(Data shown)

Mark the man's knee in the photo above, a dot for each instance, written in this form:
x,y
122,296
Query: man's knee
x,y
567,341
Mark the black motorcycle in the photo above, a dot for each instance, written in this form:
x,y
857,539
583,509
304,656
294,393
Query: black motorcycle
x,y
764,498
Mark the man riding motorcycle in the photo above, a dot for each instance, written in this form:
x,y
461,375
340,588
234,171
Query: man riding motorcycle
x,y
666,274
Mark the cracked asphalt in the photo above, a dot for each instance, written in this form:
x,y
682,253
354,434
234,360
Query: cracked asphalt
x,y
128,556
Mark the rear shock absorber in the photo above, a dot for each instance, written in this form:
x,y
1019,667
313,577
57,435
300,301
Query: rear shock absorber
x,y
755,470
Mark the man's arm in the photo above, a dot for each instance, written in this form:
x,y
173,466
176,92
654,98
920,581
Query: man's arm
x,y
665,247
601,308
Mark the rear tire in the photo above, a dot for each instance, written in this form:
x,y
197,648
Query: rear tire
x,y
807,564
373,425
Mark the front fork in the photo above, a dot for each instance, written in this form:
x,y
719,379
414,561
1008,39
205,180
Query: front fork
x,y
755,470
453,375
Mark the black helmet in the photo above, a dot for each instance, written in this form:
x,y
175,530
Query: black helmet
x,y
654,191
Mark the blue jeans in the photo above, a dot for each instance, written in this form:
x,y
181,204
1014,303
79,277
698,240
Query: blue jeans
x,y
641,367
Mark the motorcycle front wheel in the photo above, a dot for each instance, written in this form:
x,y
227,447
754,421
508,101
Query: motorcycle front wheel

(End Data shown)
(Data shown)

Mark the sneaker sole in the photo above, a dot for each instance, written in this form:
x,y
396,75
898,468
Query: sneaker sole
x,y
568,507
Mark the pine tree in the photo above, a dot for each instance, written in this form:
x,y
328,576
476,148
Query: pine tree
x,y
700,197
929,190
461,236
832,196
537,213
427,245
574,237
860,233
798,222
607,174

(End Data shown)

## Your instructions
Repeat, exactly as they stand above, the lines from the line with "Query: front fork" to the line with "Query: motorcycle front wheel", both lines included.

## Final answer
Query: front fork
x,y
755,470
453,375
Mark the black helmet in the photo above, a dot for each instance, written in this form:
x,y
175,530
Query: black helmet
x,y
654,191
Mark the blue jeans in the photo above, a dot for each instance, written in this form:
x,y
181,204
1014,303
79,277
698,240
Query: blue jeans
x,y
641,367
Mark the motorcycle front wheel in the photo above, a dot for each instance, written in this form:
x,y
227,447
754,421
508,101
Query: motorcycle front wheel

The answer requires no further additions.